◆ Request ◆
Find each of the following lines that contains the word "below" and copy it out in full.

◆ Data lines ◆
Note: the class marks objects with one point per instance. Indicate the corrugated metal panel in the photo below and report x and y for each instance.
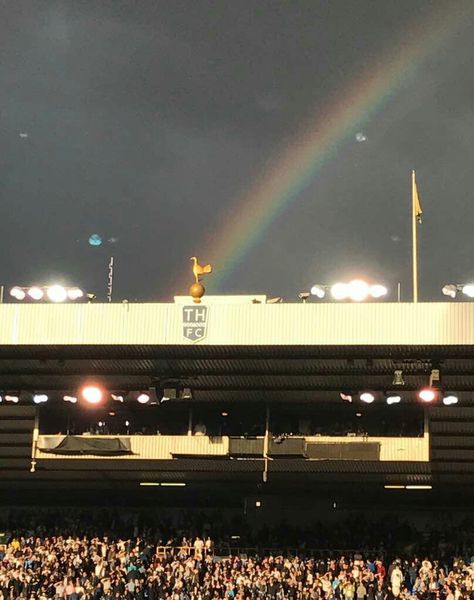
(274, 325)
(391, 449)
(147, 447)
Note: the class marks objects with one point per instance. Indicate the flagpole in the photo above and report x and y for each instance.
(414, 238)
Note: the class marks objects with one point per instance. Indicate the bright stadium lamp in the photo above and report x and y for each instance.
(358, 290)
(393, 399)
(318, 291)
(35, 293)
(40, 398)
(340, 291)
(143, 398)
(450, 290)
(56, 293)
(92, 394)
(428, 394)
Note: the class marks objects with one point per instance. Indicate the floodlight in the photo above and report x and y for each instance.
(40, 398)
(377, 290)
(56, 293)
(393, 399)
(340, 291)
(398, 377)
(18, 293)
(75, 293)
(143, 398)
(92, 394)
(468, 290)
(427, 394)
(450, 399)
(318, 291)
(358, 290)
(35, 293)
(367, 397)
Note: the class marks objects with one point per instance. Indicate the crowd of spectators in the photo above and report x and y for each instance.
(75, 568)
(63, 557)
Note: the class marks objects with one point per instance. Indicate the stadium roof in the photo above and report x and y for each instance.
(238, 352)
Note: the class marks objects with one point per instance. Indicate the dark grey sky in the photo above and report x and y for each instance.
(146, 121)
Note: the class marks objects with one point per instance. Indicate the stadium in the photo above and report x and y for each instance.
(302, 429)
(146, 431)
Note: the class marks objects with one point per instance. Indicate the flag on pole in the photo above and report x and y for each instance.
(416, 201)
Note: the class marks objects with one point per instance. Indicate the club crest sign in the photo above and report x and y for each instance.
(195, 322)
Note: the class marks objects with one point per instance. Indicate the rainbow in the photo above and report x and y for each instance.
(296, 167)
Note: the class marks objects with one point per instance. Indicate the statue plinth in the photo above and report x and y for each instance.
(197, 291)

...

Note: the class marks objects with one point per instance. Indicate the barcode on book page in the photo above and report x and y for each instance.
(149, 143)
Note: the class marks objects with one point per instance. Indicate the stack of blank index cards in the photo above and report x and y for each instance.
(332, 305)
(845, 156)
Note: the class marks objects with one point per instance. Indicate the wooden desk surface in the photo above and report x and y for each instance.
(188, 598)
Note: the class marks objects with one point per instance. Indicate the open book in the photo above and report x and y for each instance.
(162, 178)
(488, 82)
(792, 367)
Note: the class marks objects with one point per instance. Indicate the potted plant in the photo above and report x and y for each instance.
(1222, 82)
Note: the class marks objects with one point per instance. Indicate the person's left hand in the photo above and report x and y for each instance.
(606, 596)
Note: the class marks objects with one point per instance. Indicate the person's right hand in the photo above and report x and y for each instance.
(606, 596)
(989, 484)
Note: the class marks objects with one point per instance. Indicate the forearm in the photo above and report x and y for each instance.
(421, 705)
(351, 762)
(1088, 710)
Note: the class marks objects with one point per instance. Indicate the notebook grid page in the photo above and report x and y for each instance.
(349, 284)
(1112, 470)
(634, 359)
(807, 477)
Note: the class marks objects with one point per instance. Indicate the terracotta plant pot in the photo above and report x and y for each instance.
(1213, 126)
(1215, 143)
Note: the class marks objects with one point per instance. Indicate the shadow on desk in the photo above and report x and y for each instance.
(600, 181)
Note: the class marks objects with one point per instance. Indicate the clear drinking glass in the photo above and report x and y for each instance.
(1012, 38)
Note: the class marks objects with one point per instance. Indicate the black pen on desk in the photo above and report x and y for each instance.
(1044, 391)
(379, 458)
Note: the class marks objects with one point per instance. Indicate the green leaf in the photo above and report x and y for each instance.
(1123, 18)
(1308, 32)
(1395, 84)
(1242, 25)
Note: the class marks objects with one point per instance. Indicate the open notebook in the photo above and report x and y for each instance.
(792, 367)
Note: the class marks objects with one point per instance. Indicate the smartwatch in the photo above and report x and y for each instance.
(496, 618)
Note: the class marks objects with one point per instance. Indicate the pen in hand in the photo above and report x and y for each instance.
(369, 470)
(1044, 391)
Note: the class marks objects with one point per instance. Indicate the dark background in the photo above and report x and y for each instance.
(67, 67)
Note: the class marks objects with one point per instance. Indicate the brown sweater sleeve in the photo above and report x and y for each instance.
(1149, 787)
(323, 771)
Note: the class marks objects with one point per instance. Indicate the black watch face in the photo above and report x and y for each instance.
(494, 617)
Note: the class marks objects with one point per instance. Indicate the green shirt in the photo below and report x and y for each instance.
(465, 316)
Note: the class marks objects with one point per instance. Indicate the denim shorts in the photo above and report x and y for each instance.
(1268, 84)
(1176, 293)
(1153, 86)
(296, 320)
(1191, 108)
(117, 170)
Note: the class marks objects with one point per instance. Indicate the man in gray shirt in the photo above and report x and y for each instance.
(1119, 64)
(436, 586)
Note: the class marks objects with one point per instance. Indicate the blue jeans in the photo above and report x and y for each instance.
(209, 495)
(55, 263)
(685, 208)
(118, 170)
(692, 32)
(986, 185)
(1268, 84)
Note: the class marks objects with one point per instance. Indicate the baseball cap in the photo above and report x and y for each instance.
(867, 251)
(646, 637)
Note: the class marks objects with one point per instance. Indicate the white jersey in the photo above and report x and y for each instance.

◆ Solution to this task ◆
Note: the class marks objects with one point per instance. Indicate the corrugated metal panel in the photo below and report x and y for each instance.
Note: the class marks objects with one point per instance. Indicate the green shirt in the photo below and report x and y for each instance.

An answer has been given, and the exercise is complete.